What you should do
From the entries provided below, copy each line that contains the word "tree".

- Opening Delimiter -

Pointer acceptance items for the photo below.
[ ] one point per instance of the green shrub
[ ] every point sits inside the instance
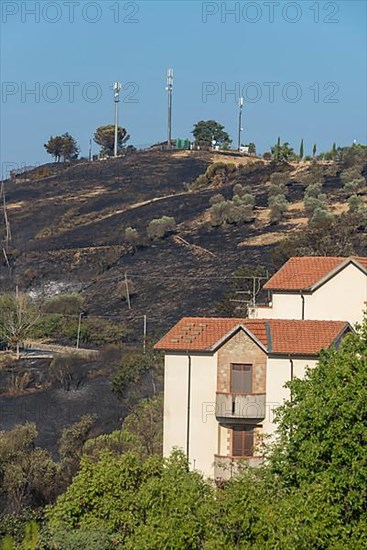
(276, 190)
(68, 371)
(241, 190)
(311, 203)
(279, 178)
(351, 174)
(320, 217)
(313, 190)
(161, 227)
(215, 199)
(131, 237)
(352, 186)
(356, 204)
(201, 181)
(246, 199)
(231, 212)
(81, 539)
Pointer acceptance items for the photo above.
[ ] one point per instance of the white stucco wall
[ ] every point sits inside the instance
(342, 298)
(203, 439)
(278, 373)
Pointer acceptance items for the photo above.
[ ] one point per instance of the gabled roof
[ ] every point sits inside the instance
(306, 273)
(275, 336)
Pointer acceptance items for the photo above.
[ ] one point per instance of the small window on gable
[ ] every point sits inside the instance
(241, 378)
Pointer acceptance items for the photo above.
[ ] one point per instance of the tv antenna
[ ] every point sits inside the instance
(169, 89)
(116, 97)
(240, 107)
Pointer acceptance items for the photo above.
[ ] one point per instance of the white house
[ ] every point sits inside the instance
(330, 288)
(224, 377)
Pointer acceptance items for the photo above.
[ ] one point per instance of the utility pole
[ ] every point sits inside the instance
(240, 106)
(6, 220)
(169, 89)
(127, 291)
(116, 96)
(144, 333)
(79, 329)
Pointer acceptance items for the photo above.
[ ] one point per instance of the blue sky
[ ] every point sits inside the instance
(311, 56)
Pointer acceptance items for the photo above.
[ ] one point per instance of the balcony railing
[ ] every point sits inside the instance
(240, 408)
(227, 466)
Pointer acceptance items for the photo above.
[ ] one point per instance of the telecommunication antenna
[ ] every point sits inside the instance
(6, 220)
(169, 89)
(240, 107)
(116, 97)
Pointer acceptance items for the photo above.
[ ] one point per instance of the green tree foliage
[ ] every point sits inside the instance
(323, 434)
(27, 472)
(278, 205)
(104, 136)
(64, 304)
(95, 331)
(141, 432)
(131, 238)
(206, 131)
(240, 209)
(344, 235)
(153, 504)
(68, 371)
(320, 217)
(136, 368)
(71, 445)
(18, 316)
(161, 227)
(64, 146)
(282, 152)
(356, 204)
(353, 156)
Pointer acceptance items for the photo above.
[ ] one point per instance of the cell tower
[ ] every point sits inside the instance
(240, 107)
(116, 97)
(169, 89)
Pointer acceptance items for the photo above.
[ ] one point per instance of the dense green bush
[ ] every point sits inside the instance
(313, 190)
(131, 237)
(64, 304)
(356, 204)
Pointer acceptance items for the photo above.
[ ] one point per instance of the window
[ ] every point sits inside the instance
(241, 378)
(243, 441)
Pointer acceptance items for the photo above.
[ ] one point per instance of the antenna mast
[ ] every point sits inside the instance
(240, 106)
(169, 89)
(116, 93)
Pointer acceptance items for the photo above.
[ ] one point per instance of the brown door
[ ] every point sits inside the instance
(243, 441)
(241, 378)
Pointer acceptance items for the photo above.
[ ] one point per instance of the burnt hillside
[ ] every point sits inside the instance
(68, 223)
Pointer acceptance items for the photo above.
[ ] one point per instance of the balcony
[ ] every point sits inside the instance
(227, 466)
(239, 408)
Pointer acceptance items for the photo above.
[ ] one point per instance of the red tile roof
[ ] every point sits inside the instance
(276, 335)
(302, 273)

- Closing Delimiter -
- Opening Delimiter -

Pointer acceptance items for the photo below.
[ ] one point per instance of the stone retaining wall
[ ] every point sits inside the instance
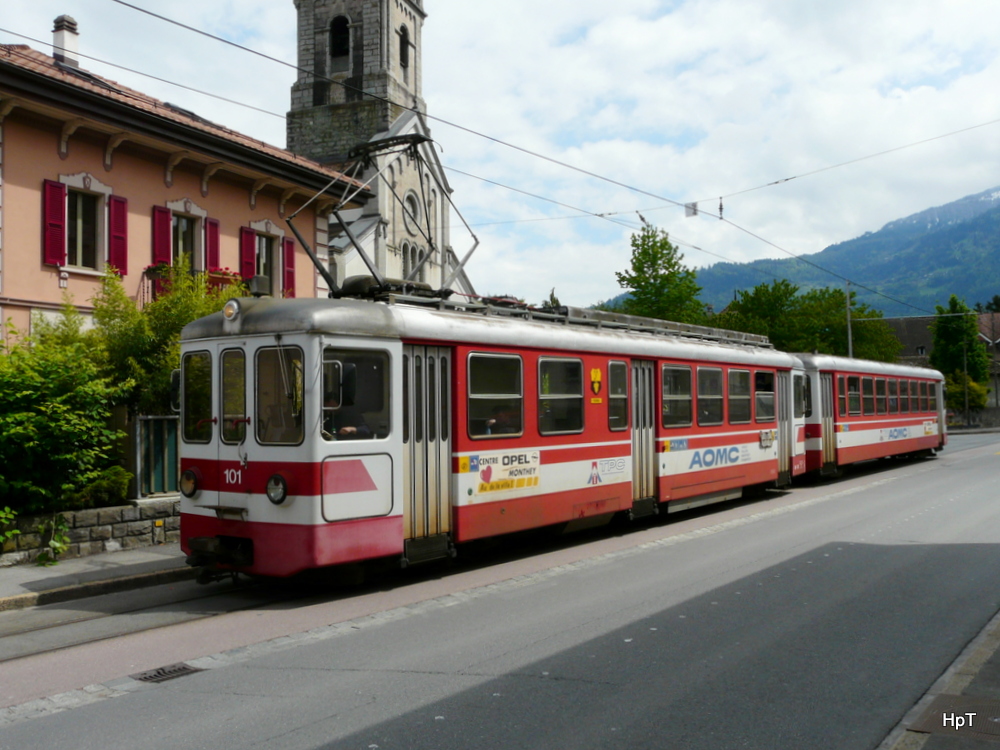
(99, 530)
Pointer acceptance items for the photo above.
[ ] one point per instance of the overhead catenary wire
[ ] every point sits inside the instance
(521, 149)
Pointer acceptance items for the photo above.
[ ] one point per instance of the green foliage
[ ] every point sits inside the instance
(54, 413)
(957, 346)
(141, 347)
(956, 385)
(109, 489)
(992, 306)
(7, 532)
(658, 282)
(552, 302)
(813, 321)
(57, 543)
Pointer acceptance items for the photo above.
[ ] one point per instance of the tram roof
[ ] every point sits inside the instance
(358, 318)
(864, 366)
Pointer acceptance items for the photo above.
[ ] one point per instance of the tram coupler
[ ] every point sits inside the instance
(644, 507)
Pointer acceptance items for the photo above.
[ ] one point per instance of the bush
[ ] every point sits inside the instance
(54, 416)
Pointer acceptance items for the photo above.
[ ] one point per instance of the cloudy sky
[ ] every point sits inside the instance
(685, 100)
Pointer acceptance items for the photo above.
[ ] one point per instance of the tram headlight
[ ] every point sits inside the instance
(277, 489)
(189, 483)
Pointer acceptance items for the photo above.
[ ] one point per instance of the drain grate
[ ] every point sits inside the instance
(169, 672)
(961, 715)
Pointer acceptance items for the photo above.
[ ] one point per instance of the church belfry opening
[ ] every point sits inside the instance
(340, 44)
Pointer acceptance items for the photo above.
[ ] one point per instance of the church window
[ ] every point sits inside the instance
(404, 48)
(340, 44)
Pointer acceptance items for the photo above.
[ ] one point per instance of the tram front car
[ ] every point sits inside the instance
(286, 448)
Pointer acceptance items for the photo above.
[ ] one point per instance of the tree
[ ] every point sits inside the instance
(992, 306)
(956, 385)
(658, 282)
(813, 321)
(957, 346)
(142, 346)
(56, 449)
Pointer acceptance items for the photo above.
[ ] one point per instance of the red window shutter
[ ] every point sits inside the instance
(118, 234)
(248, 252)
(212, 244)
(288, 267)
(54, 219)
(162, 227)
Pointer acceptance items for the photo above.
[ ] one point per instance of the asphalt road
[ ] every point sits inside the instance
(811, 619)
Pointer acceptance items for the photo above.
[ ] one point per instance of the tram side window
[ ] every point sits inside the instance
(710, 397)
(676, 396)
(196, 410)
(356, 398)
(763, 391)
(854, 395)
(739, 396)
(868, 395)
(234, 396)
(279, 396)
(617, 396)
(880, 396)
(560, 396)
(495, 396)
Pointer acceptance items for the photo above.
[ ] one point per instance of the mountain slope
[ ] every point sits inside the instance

- Closing Delimiter -
- Opening Delimiter -

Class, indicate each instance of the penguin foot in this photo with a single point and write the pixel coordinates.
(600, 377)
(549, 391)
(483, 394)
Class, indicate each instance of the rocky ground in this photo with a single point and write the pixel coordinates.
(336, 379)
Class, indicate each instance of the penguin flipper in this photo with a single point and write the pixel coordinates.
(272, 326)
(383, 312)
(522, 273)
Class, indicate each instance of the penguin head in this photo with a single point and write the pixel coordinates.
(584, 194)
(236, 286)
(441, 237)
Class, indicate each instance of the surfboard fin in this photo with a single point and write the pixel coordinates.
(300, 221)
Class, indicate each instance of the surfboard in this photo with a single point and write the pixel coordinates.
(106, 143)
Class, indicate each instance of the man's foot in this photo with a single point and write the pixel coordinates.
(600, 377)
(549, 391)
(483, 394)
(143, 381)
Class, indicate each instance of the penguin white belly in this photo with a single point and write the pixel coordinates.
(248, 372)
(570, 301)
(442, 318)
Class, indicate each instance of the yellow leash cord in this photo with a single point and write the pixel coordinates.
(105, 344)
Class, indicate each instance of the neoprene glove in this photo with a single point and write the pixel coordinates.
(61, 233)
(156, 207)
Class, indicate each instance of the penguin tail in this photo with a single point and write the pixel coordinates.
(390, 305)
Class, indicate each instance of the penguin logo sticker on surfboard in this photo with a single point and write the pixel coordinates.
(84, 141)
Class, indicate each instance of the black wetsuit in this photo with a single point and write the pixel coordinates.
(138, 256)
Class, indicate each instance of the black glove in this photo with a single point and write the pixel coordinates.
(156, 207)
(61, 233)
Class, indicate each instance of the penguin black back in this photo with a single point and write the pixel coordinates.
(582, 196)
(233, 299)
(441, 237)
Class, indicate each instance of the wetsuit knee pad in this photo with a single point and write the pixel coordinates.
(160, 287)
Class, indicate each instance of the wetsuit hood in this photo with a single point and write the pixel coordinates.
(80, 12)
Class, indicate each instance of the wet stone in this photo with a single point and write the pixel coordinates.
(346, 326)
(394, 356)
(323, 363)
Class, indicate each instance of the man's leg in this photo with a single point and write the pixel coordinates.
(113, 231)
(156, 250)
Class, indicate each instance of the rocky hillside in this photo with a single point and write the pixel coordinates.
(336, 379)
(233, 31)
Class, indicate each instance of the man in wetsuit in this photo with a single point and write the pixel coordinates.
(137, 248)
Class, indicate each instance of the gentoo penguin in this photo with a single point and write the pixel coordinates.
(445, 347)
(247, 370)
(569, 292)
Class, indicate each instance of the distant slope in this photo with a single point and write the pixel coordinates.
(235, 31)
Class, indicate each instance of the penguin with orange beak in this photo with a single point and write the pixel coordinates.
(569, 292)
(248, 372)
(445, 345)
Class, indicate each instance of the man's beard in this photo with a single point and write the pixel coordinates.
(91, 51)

- Closing Delimiter -

Written answer
[ ] one point per instance of the green tree foliage
[ ] one point per instance of the tree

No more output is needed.